§ **Objective**
Retype the data below without any change, from the line containing "TARGET = woman's black top" through the last line of the data, both included.
-- Start of Exercise material --
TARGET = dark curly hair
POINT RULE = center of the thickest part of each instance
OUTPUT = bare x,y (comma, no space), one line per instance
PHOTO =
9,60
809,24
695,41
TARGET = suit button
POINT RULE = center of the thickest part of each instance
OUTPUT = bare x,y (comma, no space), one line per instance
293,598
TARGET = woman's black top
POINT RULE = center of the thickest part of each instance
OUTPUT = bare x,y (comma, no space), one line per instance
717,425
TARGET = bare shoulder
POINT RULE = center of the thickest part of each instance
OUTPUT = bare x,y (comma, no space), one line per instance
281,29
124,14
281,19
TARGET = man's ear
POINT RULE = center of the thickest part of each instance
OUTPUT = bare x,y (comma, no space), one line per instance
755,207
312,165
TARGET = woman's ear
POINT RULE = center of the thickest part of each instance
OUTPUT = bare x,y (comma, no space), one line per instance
-- End of Exercise material --
§ **Written reply**
TARGET = woman's black top
POINT RULE = center of the thickest part of each instance
OUTPUT = bare x,y (comma, no space), one line per instance
717,425
TARGET = bare shoulder
POINT RULE = center of the thickest part of each instance
OUTPUT = bare x,y (comma, no space), one line per instance
281,29
124,14
281,19
TARGET = man's ear
POINT RULE = center of the thickest part of each instance
OUTPUT = bare x,y (comma, no space), one line per instance
755,207
312,165
TARGET = woman's ear
POINT RULE = center of the thickest part of each instance
OUTPUT = bare x,y (comma, no space), one line per instance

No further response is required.